**PROBLEM DETAILS**
Extend the passage on parents recovering money they put toward a granny flat in their child's home, picking up right after its last sentence.

**PAGE EXCERPT**
──────────

The parent’s only chance of recovering her contribution is to go to court. These court cases depend on applying a complex set of rules.

The parent must prove the contribution was not a gift but that they supplied funds as part of an arrangement that the parties would live together. Agreements creating interests in land need to be in writing, and usually there is no written agreement.

The court can apply equitable principles. A parent who contributed to improving the property ought to have the contributions back, or a proportionate share of the property returned if the arrangement ends prematurely, because it is unjust for children to retain the benefit of the contribution without providing the granny flat.

A parent who made a contribution to renovations or extensions ought to get that back if living arrangements break down. Paul Maguire/Shutterstock

Where the court finds that the parent relied on a promise by the child that the parent would have an interest in the house, or at least a right to live with the child for life, the child can be required to repay the contribution.

──────────

**MATERIAL SHOWN**

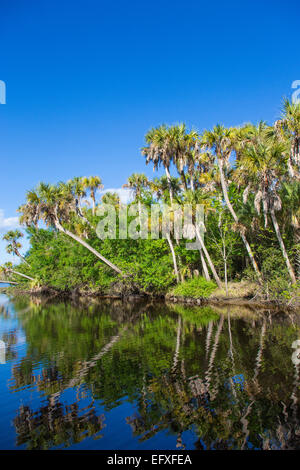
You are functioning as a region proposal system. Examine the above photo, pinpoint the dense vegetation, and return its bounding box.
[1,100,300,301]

──────────

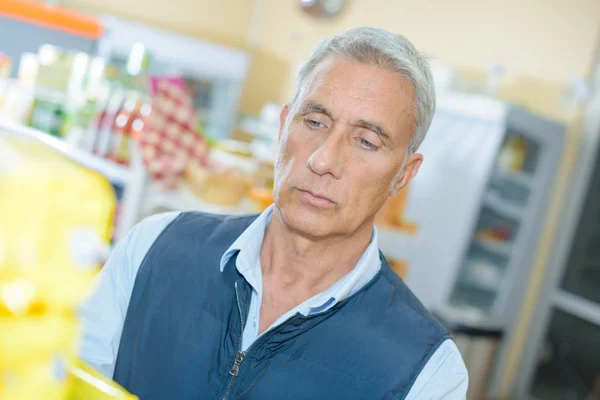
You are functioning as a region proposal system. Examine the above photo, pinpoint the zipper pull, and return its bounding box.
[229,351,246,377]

──────────

**RESULT OF THE EXERCISE**
This often means the child must sell their house if they cannot refinance to obtain the money to pay the parent. If the parent is entitled to a share of the property, the house has to be sold to realise the parent’s share.

The problem for parents is that court cases cost money, unless Legal Aid is available, but only parents who are truly destitute qualify for assistance. The parent has to produce evidence of the arrangement or the promise. They often have to recount conversations from many years ago to prove there was an arrangement. The children have to spend money on their own lawyers.

Parents and children very rarely put these agreements in writing and almost never consult a lawyer. Sometimes, to help the child get finance, a parent may have told the lender the contribution was a gift.

All this makes court cases complex, difficult and expensive.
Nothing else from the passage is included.